## TASK OBJECTIVE
After locating "Note: for this drill, pin each instance of the iron" in the listing below, copy that line and each one after it exactly, ending with the line that has "Note: for this drill, pin each instance of the black".

## GIVEN DATA
══════
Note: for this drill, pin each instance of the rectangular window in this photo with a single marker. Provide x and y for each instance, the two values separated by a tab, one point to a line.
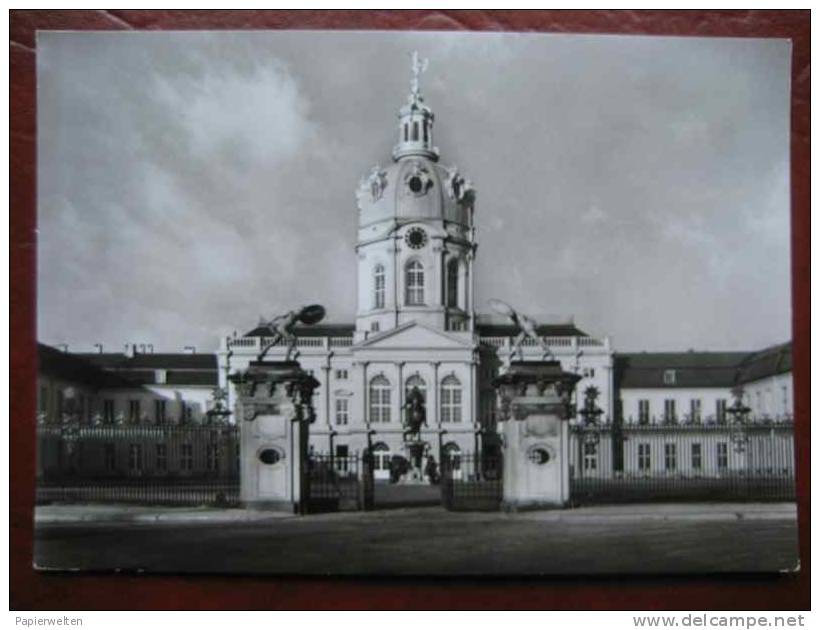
══════
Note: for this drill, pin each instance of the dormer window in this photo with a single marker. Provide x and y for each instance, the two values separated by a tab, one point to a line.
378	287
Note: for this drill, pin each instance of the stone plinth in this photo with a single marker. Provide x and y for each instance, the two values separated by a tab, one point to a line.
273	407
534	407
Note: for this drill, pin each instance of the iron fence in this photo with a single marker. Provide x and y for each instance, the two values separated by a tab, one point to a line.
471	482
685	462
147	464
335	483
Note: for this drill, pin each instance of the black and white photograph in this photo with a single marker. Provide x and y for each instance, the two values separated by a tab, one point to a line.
══════
## ANSWER TO THE EXERCISE
Note: for this drill, pin each instance of the iron fence in this photo with a single marker. Provide x and y for each instance, the two values separated by a tab, one point to a line.
471	482
685	462
147	464
335	483
Note: for this drill, pin each instance of the black and white photograph in this photo with a single marker. Provide x and y for each instance, the two values separated by a tab, one point to a line.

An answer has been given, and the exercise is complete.